### Texte source
──────

Où on nous refait le coup de la gratuité des musées
Le Président de la République a annoncé que l'entrée serait gratuite pour les 18-25 ans dans les musées et monuments nationaux. Faut-il en attendre quelque chose ?
L'essentiel est déjà sur Wikipédia mais rappelons brièvement : pour ce qu'on en sait, la gratuité des musées n'incite pratiquement pas ceux qui n'allaient pas au musée payant à y aller. On constate une augmentation des visites, mais il s'agit presque exclusivement de personnes qui en profitent pour revenir plusieurs fois (et comme on n'a pas de données sur les temps de visites, on ne sait pas si ils voient plus de choses, ou fractionnent leurs visites). Même en prenant en compte le fait que les 18-25 ans sont souvent plus contraints financièrement, il est douteux que les choses soient différentes pour eux (surtout qu'il existait déjà des réductions étudiantes). Sur les musées anglo-saxons, on remarque même que le passage inverse, de la gratuité à un coût d'entrée, augmente la part de visiteurs d'origine modeste, probablement du fait d'un effet de signal sur la qualité de ce qui est proposé.
À part l'effet d'annonce, à qui profite alors une telle gratuité ? On l'a dit, essentiellement à ceux qui allaient déjà régulièrement visiter des musées, c'est-à-dire essentiellement (dans cette classe d'âge) des étudiants issus de milieux diplômés. Mais pas seulement. Pour les plus grands musées et monuments, les touristes de 18-25 ans représentent une clientèle non-négligeable, et fort peu élastique aux prix. Il y a donc là un manque à gagner pour eux, et une subvention déguisée au profit des autres activités payantes faisant partie de la visite de la ville. Autrement dit, on enlève des ressources aux musées pour subventionner les débits de boissons, restaurants et autres hôtels... Je suis parano ? Je n'en ai pas l'impression : sinon, pourquoi avoir ajouté au musée des monuments comme l'Arc de Triomphe, à la dimension culturelle fort limitée ?

──────

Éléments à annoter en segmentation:
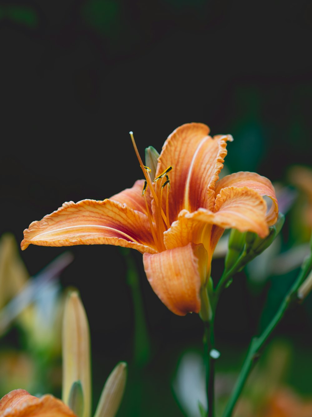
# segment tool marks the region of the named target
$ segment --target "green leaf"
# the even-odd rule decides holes
[[[198,409],[199,412],[201,413],[201,417],[207,417],[207,411],[205,409],[205,407],[200,401],[198,401]]]

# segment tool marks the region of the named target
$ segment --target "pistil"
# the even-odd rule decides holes
[[[144,177],[145,177],[145,179],[146,180],[149,186],[151,189],[151,191],[152,194],[153,195],[153,198],[154,198],[154,201],[155,201],[155,205],[156,206],[158,206],[158,199],[157,198],[157,196],[156,195],[155,192],[154,191],[154,188],[153,187],[152,182],[151,180],[151,177],[149,176],[149,174],[148,174],[146,172],[147,170],[146,169],[145,166],[143,163],[142,161],[142,159],[141,159],[141,157],[140,156],[140,154],[139,153],[139,151],[138,151],[138,148],[136,146],[136,144],[135,143],[135,141],[134,141],[134,137],[133,136],[133,132],[132,131],[129,132],[129,133],[130,134],[130,136],[131,137],[131,140],[132,142],[132,145],[133,145],[133,147],[134,148],[134,151],[135,151],[136,154],[136,157],[139,160],[139,162],[140,163],[140,166],[141,167],[142,171],[143,171],[143,173],[144,174]],[[146,167],[146,168],[148,168],[148,167]],[[171,167],[171,168],[172,168],[172,167]],[[149,169],[150,168],[149,168]],[[148,171],[148,170],[147,170],[147,171]],[[161,216],[163,217],[165,221],[166,221],[166,215],[165,214],[165,213],[163,212],[162,208],[161,208]]]

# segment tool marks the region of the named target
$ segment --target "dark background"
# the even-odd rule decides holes
[[[31,221],[65,201],[102,200],[131,186],[141,173],[130,130],[143,156],[150,145],[160,151],[180,125],[206,123],[213,135],[233,135],[230,171],[287,183],[290,165],[310,164],[312,15],[308,0],[0,1],[0,233],[20,242]],[[101,384],[117,362],[131,361],[126,264],[116,247],[70,250],[75,260],[62,283],[81,292]],[[64,250],[31,245],[20,254],[34,275]],[[152,342],[145,389],[161,386],[168,415],[182,415],[170,378],[179,352],[200,347],[201,324],[167,310],[133,252]],[[214,262],[217,275],[222,262]],[[256,329],[241,285],[220,301],[221,344],[245,347]],[[282,334],[303,333],[297,325],[287,322]],[[162,394],[146,399],[155,415]],[[130,415],[126,407],[121,415]],[[154,415],[144,414],[144,401],[140,407]]]

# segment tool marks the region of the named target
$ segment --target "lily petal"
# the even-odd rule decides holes
[[[75,417],[75,414],[53,395],[40,398],[25,389],[15,389],[0,400],[1,417]]]
[[[208,126],[189,123],[178,128],[168,137],[158,159],[156,176],[172,166],[169,195],[171,223],[185,208],[213,207],[213,190],[227,153],[230,135],[208,136]]]
[[[191,243],[154,255],[143,255],[149,282],[173,313],[185,316],[199,311],[200,291],[206,278],[207,258],[202,245]]]
[[[278,203],[275,190],[272,183],[266,178],[255,172],[240,171],[227,175],[219,180],[215,184],[215,195],[223,188],[247,187],[257,191],[261,196],[267,196],[272,200],[272,204],[266,215],[266,221],[269,226],[274,224],[278,217]]]
[[[153,178],[154,179],[154,178]],[[111,197],[109,200],[118,201],[121,204],[125,204],[130,208],[140,211],[147,215],[145,199],[142,196],[142,191],[144,186],[144,180],[138,180],[134,183],[131,188],[126,188],[125,190],[115,194]],[[151,198],[149,192],[146,193],[149,208],[151,211]]]
[[[217,196],[214,212],[201,208],[184,215],[223,229],[233,227],[241,232],[255,232],[263,238],[269,233],[266,208],[265,202],[257,191],[247,187],[228,187],[222,188]],[[216,233],[220,234],[218,231]]]
[[[207,219],[203,221],[196,216],[192,216],[187,210],[180,212],[178,220],[163,234],[166,249],[184,246],[190,242],[202,244],[208,254],[209,261],[211,262],[213,251],[224,229],[212,224],[213,214],[210,213],[212,216],[211,221],[208,222]]]
[[[30,244],[41,246],[97,244],[133,248],[142,253],[156,250],[148,218],[125,205],[83,200],[64,203],[24,231],[22,250]]]

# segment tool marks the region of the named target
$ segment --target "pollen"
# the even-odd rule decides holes
[[[158,177],[156,177],[153,182],[156,182],[156,181],[158,181],[158,180],[161,179],[161,178],[163,178],[166,174],[167,174],[169,171],[171,171],[171,169],[172,169],[172,167],[171,166],[168,166],[166,169],[163,172],[160,174],[160,175],[158,175]]]
[[[168,166],[160,175],[156,177],[152,183],[149,175],[149,173],[151,172],[151,168],[144,164],[134,141],[133,132],[131,131],[129,133],[140,166],[145,178],[142,196],[144,197],[145,201],[146,214],[149,218],[151,232],[153,235],[155,248],[158,252],[162,252],[166,250],[166,246],[163,242],[163,233],[170,227],[168,204],[170,181],[167,174],[172,169],[172,167],[171,166]],[[165,177],[165,178],[164,178]],[[163,182],[163,183],[162,184]],[[155,185],[153,183],[156,183]],[[166,186],[168,186],[166,193],[166,199],[163,204],[163,191]],[[155,203],[154,213],[150,211],[150,203],[148,203],[146,199],[146,191],[148,186],[151,191],[151,197]],[[164,212],[165,210],[166,213]]]
[[[149,166],[146,166],[145,165],[143,165],[143,166],[144,167],[144,169],[146,169],[146,171],[147,171],[148,172],[151,172],[151,168],[150,168],[150,167]]]
[[[166,181],[161,186],[161,188],[163,188],[164,187],[165,187],[167,184],[168,185],[168,187],[169,187],[169,188],[170,188],[170,180],[169,180],[169,177],[168,176],[168,175],[166,175]]]
[[[145,193],[145,191],[146,191],[147,186],[147,181],[144,181],[144,187],[143,187],[143,191],[142,191],[142,196],[144,196]]]

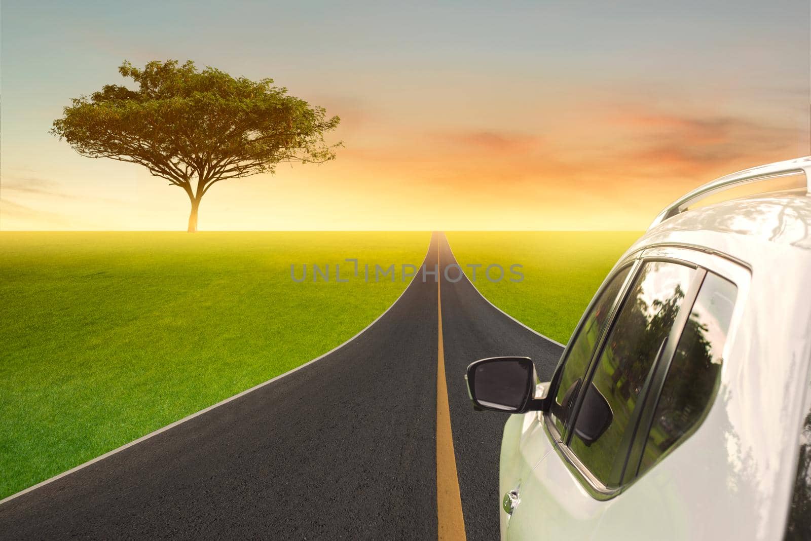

──────

### Consigne 1
Selon le texte sur la gratuité des musées, que constate-t-on dans les musées anglo-saxons lorsqu'on passe de la gratuité à un coût d'entrée ?
### Consigne 2
Recopiez fidèlement le passage du texte sur la gratuité des musées qui va de « À part l'effet » jusqu'à « fort limitée ? ».

### Réponse attendue 1
La part de visiteurs d'origine modeste augmente.

### Réponse attendue 2
À part l'effet d'annonce, à qui profite alors une telle gratuité ? On l'a dit, essentiellement à ceux qui allaient déjà régulièrement visiter des musées, c'est-à-dire essentiellement (dans cette classe d'âge) des étudiants issus de milieux diplômés. Mais pas seulement. Pour les plus grands musées et monuments, les touristes de 18-25 ans représentent une clientèle non-négligeable, et fort peu élastique aux prix. Il y a donc là un manque à gagner pour eux, et une subvention déguisée au profit des autres activités payantes faisant partie de la visite de la ville. Autrement dit, on enlève des ressources aux musées pour subventionner les débits de boissons, restaurants et autres hôtels... Je suis parano ? Je n'en ai pas l'impression : sinon, pourquoi avoir ajouté au musée des monuments comme l'Arc de Triomphe, à la dimension culturelle fort limitée ?